Nosso primeiro encontro com Sérgio Bispo acontece num posto de gasolina perto da Cooperglicério (Cooperativa de Catadores de Lixo do Bairro do Glicério). Ele chega com um sorriso tímido, a camiseta verde da Cooperativa e, antes mesmo de dizer oi, seu celular toca. Era um pessoal da Fundação Getúlio Vargas combinando como levá-lo até São Bernardo do Campo para participar de um debate com autoridades, acadêmicos e estudantes, parte da programação de um evento social. Ele, presidente da Cooperativa, é esperado por todos.
No portão da Cooperativa, que fica debaixo do Viaduto do Glicério, finalmente consegue desligar o telefone, desculpando-se. Com um trato gentil e fala simples, Bispo, como é chamado por todos, nos mostra seu local de trabalho. Faz questão de apresentar uma a uma as pessoas que estão ali trabalhando. É visível o orgulho que todos sentem da Cooperativa. Existe uma consciência forte sobre a importância do trabalho que executam – “pensa o que seria São Paulo sem a presença dos catadores, sem ninguém para recuperar essa quantidade de material. Não teria aterro que desse conta”, diz.

Registros de anotação de pontos:
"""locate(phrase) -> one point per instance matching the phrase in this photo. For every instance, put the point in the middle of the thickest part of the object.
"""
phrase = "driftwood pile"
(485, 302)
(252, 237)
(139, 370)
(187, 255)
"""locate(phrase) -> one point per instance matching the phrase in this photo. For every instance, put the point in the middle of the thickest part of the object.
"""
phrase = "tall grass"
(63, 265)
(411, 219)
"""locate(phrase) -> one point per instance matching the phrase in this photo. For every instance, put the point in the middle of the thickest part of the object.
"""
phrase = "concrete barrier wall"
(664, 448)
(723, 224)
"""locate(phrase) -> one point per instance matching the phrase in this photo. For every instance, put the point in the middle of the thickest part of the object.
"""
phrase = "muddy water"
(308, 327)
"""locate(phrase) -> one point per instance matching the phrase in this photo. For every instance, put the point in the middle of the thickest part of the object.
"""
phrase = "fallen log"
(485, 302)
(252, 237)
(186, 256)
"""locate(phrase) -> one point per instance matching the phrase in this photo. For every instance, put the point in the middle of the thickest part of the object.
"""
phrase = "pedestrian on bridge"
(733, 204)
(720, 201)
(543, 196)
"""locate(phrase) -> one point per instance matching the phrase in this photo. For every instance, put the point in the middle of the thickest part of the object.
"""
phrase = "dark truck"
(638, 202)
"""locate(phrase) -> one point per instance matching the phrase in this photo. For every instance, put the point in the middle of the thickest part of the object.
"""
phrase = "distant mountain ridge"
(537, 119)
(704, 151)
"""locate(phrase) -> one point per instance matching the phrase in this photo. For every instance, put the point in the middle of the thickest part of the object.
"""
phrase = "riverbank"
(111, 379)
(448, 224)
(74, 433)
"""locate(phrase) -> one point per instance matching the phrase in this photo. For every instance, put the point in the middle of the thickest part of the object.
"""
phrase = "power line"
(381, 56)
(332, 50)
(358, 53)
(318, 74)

Tarefas propostas:
A. Reescreva em forma de lista, de modo mais conciso, o parágrafo do texto sobre a Cooperglicério que começa com "No portão da Cooperativa", mantendo os fatos principais.
B. Reproduza o trecho do texto sobre a Cooperglicério começando em "Nosso primeiro encontro" e seguindo até "esperado por todos.".

Respostas por tarefa:
A.
- A Cooperativa fica debaixo do Viaduto do Glicério. No portão, Bispo finalmente desliga o telefone e se desculpa.
- Com trato gentil e fala simples, Bispo (como todos o chamam) mostra o local de trabalho e apresenta, uma a uma, as pessoas que trabalham ali.
- Todos demonstram orgulho da Cooperativa e têm forte consciência da importância do trabalho que executam.
- Segundo Bispo, sem os catadores para recuperar tanto material, nenhum aterro daria conta em São Paulo.

B.
Nosso primeiro encontro com Sérgio Bispo acontece num posto de gasolina perto da Cooperglicério (Cooperativa de Catadores de Lixo do Bairro do Glicério). Ele chega com um sorriso tímido, a camiseta verde da Cooperativa e, antes mesmo de dizer oi, seu celular toca. Era um pessoal da Fundação Getúlio Vargas combinando como levá-lo até São Bernardo do Campo para participar de um debate com autoridades, acadêmicos e estudantes, parte da programação de um evento social. Ele, presidente da Cooperativa, é esperado por todos.